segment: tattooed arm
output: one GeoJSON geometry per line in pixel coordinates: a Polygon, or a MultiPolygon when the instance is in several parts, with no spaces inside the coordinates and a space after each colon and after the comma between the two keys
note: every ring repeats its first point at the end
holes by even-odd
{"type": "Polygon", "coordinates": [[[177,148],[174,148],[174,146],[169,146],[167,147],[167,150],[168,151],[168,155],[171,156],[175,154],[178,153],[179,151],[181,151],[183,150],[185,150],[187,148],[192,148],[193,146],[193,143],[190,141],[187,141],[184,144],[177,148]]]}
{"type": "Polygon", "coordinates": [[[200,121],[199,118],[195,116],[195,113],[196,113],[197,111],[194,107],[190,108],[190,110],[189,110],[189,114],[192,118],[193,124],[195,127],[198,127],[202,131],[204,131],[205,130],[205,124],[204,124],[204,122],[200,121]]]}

▶ [Task directions]:
Could you update the listing above by replacing "tattooed arm" with "tattooed forearm" and keeping every other line as it is?

▶ [Full solution]:
segment: tattooed forearm
output: one GeoJSON geometry per line in pixel coordinates: a Polygon, or a MultiPolygon when the instance is in several parts, with no spaces inside the coordinates and a space after each colon and after the comma between the two keys
note: every ring repeats its first point at the end
holes by even-odd
{"type": "Polygon", "coordinates": [[[177,148],[174,148],[174,146],[169,146],[167,147],[167,150],[168,151],[168,155],[171,156],[175,154],[178,153],[179,151],[181,151],[183,150],[185,150],[187,148],[192,148],[193,146],[193,143],[190,141],[187,141],[184,144],[177,148]]]}
{"type": "Polygon", "coordinates": [[[200,121],[199,118],[195,116],[195,113],[196,113],[197,111],[194,107],[190,108],[190,110],[189,110],[189,114],[192,118],[193,124],[195,127],[198,127],[202,131],[204,131],[205,130],[205,124],[204,124],[204,122],[200,121]]]}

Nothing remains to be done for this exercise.